* [Text to read]:
"""
The constitution provides for freedom of religion, including freedom of worship and the free expression of all beliefs. The constitution recognizes the distinct legal personality of the Roman Catholic Church. Non-Catholic religious groups must register with the Ministry of Government to enter into contracts or receive tax-exempt status. Mayan spiritual leaders said the government continued to limit their access to some Mayan religious sites, including some located in national parks and in other protected areas where the government continued to charge entrance fees if religious visitors did not first register with the central government as official Mayan spiritual practitioners through a process they described as prolonged and cumbersome. The Mayan community of Chicoyoguito again raised concerns in July about continued lack of access to a spiritual site on former Guatemalan Military Base 21, which became a UN peacekeeping training base known as CREOMPAZ, in Coban, Alta Verapaz. Non-Catholic groups stated some municipal authorities still discriminated against them in processing building permit approvals and in local tax collection.

Some Catholic clergy said local community members with financial interests continued to threaten and harass them, including with death threats, because of their engagement in environmental protection and human rights work. Some Mayan religious groups reported landowners continued to limit their access to Mayan religious sites on private property.
"""
* [Record set]:
"""
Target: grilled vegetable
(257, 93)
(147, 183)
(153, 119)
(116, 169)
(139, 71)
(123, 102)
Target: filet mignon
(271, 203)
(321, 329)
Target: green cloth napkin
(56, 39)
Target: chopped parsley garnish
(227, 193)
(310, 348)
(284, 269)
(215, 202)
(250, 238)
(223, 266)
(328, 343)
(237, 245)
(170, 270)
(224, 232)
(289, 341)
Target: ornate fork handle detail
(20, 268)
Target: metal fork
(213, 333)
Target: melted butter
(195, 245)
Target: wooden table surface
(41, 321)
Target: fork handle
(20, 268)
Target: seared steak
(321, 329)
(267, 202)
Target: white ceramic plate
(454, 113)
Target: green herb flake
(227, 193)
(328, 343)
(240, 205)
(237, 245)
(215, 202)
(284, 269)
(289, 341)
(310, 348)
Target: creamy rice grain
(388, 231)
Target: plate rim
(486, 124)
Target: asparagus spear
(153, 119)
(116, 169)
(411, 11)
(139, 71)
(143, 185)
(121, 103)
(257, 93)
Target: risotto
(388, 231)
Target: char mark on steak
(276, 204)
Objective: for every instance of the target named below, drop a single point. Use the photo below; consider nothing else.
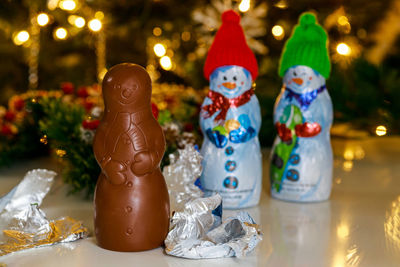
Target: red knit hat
(230, 47)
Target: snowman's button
(127, 141)
(229, 151)
(128, 209)
(231, 182)
(129, 231)
(230, 165)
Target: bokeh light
(42, 19)
(343, 49)
(166, 63)
(159, 50)
(381, 130)
(95, 25)
(60, 33)
(21, 37)
(68, 5)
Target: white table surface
(358, 226)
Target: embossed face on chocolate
(128, 87)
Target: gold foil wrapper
(63, 230)
(24, 225)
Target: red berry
(67, 88)
(88, 105)
(82, 92)
(188, 127)
(19, 104)
(9, 116)
(154, 110)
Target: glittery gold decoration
(231, 125)
(62, 230)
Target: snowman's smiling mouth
(229, 85)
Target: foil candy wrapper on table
(181, 175)
(197, 231)
(24, 225)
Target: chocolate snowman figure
(131, 198)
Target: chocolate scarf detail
(305, 99)
(223, 104)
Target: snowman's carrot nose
(299, 81)
(229, 85)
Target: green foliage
(62, 125)
(26, 144)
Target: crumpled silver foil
(181, 175)
(24, 225)
(197, 231)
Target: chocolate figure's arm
(118, 127)
(150, 154)
(105, 143)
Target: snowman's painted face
(230, 80)
(302, 79)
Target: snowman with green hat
(301, 158)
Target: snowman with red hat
(230, 119)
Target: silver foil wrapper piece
(24, 225)
(197, 232)
(181, 175)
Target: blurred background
(44, 43)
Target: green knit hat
(307, 46)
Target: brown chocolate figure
(131, 198)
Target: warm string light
(159, 49)
(68, 5)
(60, 33)
(343, 49)
(157, 31)
(380, 130)
(21, 37)
(95, 25)
(42, 19)
(244, 6)
(166, 63)
(278, 32)
(34, 47)
(76, 21)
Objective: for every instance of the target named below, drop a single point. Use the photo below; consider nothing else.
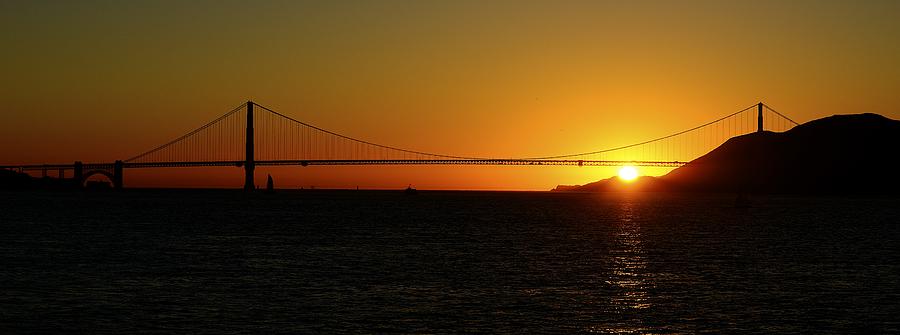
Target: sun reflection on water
(629, 273)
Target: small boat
(410, 190)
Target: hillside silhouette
(841, 154)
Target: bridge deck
(556, 162)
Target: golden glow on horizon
(98, 81)
(628, 173)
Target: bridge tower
(249, 164)
(759, 117)
(118, 168)
(78, 173)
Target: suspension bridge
(252, 135)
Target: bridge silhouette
(252, 135)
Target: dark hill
(841, 154)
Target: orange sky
(99, 81)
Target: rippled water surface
(221, 262)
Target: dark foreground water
(220, 262)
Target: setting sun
(628, 173)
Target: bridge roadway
(307, 162)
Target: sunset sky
(98, 81)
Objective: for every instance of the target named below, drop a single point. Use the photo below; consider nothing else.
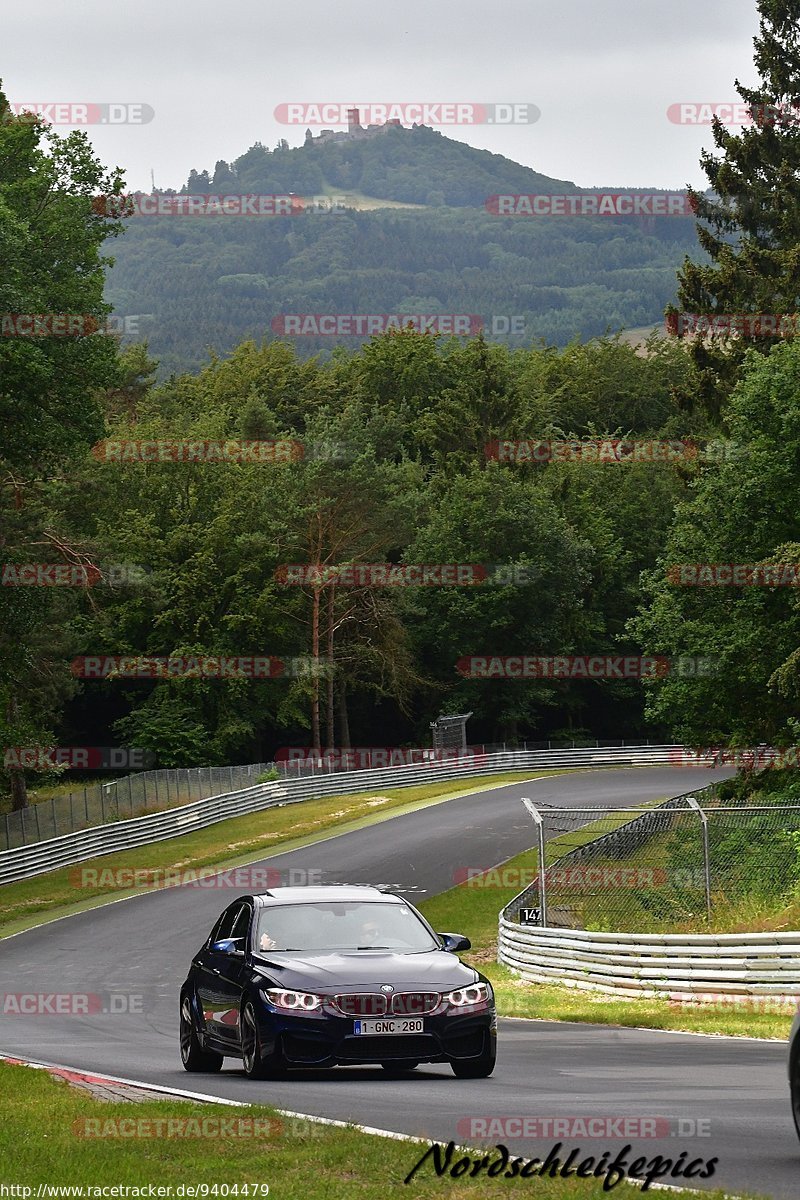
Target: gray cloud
(602, 75)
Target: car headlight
(293, 1001)
(467, 997)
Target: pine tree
(751, 228)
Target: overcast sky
(602, 75)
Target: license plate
(394, 1025)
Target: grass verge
(224, 845)
(43, 1141)
(473, 910)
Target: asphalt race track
(734, 1091)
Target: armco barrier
(25, 862)
(675, 966)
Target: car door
(217, 975)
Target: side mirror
(229, 946)
(455, 942)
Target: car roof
(325, 892)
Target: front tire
(257, 1066)
(474, 1068)
(193, 1056)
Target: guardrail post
(542, 877)
(707, 863)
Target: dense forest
(203, 285)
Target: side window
(224, 925)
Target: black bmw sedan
(326, 976)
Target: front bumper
(330, 1041)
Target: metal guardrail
(26, 862)
(145, 792)
(674, 966)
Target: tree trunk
(314, 675)
(344, 720)
(16, 775)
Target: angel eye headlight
(467, 997)
(293, 1001)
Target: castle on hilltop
(354, 130)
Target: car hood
(366, 971)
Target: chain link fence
(686, 864)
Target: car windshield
(342, 925)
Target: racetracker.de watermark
(405, 575)
(600, 450)
(205, 1128)
(581, 877)
(72, 575)
(506, 1128)
(734, 575)
(193, 450)
(590, 204)
(78, 759)
(364, 757)
(371, 324)
(152, 879)
(314, 113)
(743, 757)
(193, 666)
(745, 324)
(582, 666)
(76, 113)
(731, 112)
(66, 324)
(70, 1003)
"""
* [Challenge A]:
Answer these questions using the text on religious freedom:
(i) With which ministry must non-Catholic religious groups register to enter into contracts or receive tax-exempt status?
(ii) What did former Guatemalan Military Base 21 become?
(iii) Why, according to some Catholic clergy, did community members with financial interests threaten and harass them?
* [Challenge B]: Take the text on religious freedom further, beginning after its final sentence.

* [Task answer A]:
(i) The Ministry of Government.
(ii) A UN peacekeeping training base known as CREOMPAZ.
(iii) Because of their engagement in environmental protection and human rights work.

* [Task answer B]:
The U.S. embassy regularly engaged with government officials, civil society organizations, and religious groups to discuss issues of religious freedom, including threats against Catholic clergy and the reported lack of access to Mayan spiritual sites. Embassy officials emphasized the value of tolerance and respect for religious diversity, including for religious minorities, in meetings with various civil society and religious groups.

Section I. Religious Demography

The U.S. government estimates the total population at 16.9 million (midyear 2019 estimate). According to a 2016 survey by ProDatos, approximately 45 percent of the population is Catholic and 42 percent Protestant. Approximately 11 percent of the population professes no religious affiliation. Groups together constituting approximately 2 percent of the population include Buddhists, Hindus, Muslims, Jews, and adherents of the Mayan, Xinca, and Afro-Indigenous Garifuna religions.

Non-Catholic Christian groups include the Full Gospel Church, Assemblies of God, Central American Church, Prince of Peace Church, independent evangelical Protestant groups, Baptists, The Church of Jesus Christ of Latter-day Saints, Episcopalians, Jehovah’s Witnesses, Lutherans, Presbyterians, Russian Orthodox, and Seventh-day Adventists.

Catholics and Protestants are present throughout the country, with adherents among all major ethnic groups. According to leaders of Mayan spiritual organizations, as well as Catholic and Protestant clergy, many indigenous Catholics and some indigenous Protestants practice some form of syncretism with indigenous spiritual rituals, mainly in the eastern city of Livingston and in the southern region of the country.

According to Jewish community leadership, approximately 1,000 Jews live in the country. Muslim leaders stated there are approximately 1,200 Muslims of mostly Palestinian origin, who reside primarily in Guatemala City. According to local Ahmadi Muslims, there is a small Ahmadi community of approximately 70 members.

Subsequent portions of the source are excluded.